**Stated exercise:** Swap each "keypoint" in all of the rows below for "marker" and write the rows out again with nothing else changed. Leave the pictures out of your answer.

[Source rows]
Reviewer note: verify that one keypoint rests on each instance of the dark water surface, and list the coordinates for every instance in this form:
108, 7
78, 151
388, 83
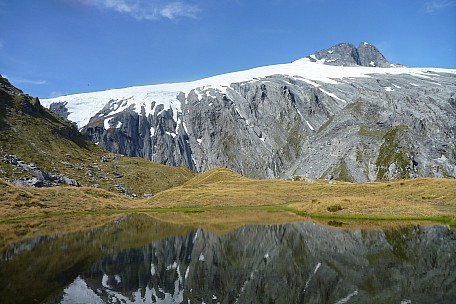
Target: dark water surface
136, 259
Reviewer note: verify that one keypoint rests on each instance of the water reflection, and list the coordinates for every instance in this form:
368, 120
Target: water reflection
136, 259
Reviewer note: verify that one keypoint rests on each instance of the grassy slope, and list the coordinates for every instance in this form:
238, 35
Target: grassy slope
221, 188
36, 135
405, 198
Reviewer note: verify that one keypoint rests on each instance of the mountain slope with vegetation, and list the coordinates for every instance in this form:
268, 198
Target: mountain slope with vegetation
39, 148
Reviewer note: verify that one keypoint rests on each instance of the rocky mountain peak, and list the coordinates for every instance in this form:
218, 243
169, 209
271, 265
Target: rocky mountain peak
346, 54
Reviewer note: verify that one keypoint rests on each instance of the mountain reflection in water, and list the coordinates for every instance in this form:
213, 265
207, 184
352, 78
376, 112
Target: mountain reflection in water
137, 259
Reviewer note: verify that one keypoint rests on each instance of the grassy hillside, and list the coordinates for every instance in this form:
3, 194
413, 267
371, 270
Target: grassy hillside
35, 135
222, 192
404, 198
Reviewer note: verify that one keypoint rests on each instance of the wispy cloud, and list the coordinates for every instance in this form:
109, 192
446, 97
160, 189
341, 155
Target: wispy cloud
438, 5
25, 81
147, 9
55, 94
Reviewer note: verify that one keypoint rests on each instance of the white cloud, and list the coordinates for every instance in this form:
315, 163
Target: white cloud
55, 94
437, 5
147, 9
25, 81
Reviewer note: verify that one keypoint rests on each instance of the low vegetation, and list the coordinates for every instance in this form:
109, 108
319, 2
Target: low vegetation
221, 189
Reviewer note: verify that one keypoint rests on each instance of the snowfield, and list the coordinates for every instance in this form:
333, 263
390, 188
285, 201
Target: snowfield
84, 106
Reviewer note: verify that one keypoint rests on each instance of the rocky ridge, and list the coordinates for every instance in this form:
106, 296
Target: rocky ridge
343, 113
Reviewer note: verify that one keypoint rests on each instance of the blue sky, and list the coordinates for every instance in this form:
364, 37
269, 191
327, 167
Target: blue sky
54, 47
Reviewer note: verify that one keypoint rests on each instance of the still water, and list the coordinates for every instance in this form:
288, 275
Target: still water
137, 259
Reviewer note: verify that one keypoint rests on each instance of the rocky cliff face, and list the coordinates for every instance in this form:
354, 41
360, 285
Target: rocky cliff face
344, 113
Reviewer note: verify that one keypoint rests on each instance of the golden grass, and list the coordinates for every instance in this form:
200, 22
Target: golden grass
423, 197
221, 188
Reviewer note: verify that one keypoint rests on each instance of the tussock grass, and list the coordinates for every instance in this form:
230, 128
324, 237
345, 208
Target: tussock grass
423, 197
226, 191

**Task output:**
Reviewer note: verify that one marker rests on each instance of the dark water surface, and list the coordinates for every instance in this form:
108, 7
78, 151
388, 83
Target: dark water surface
136, 259
Reviewer note: verify that one marker rests on each instance of the water reflection, and list the coordinates for every instance in this form:
368, 120
Target: water reflection
136, 259
Reviewer note: verify that one marker rests on each instance of the grassy slope, and list the coordinates for every instance in this form:
238, 35
Target: grassy slope
221, 188
36, 135
405, 198
Reviewer note: verify that one marker rests on each instance of the mountain slope with vegetation, and list the coordinates for every instance in this form:
268, 198
Target: mountain slope with vegetation
39, 148
Reviewer note: verify that one marker rests on each instance of the rocky mountain peak, and list the coordinates for every instance in this form:
218, 243
169, 209
271, 265
Target: rocky mountain peak
346, 54
Reviewer note: verify that one marker rests on each instance of the mountain reflection in water, and list the coordinates for every instance in this form:
213, 265
207, 184
352, 78
376, 112
Target: mountain reflection in water
137, 259
Reviewer note: verify that one marker rests on each instance of the grassy hillside, and list the coordinates for every instance in this form:
3, 194
413, 267
371, 270
Target: grassy hillside
35, 135
222, 192
404, 198
Reviewer note: verify that one marker rests on each instance of the wispy cloud, and list the coordinates for every instance in this form:
109, 192
446, 97
160, 189
341, 155
Target: wispy cloud
438, 5
25, 81
147, 9
55, 94
Reviewer note: verify that one marker rests on each instance of the white cloud, and list the coordinates for every instance in this form:
315, 163
Target: white cloud
55, 94
437, 5
147, 9
25, 81
Reviewer note: verify that one marker rests on each instance of the low vegetation, and list the coordinates for every instance in this form:
109, 108
319, 2
Target: low vegetation
221, 189
Reviewer note: verify that one marker rests on each instance of the snowfield, and list the coordinates for every instance in this form:
333, 263
390, 188
285, 201
Target: snowfield
84, 106
Reviewer note: verify that one marker rests on each instance of the rocky ridge, and list the coordinates for every instance in this form:
106, 296
Target: rocky ridge
343, 113
Reviewer note: verify that one marker rests on each instance of the blue sky, and list the coordinates for every instance in this form:
364, 37
269, 191
327, 167
Target: blue sky
54, 47
Reviewer note: verify that one marker rests on each instance of the still water, and list the coordinates for every instance in this form:
288, 275
Target: still water
137, 259
Reviewer note: verify that one marker rests on each instance of the rocky cliff face, and list the coordinates for every instance in this form:
354, 41
360, 285
Target: rocky cliff face
344, 113
Reviewer note: verify that one marker rests on each instance of the golden grass, and list the coordinates for every instance in this form:
200, 22
Target: golden grass
423, 197
221, 188
Reviewer note: verify that one marker rests on each instance of the tussock grass, and list the coordinates for every instance in this form:
230, 128
324, 237
345, 208
Target: tussock grass
423, 197
226, 191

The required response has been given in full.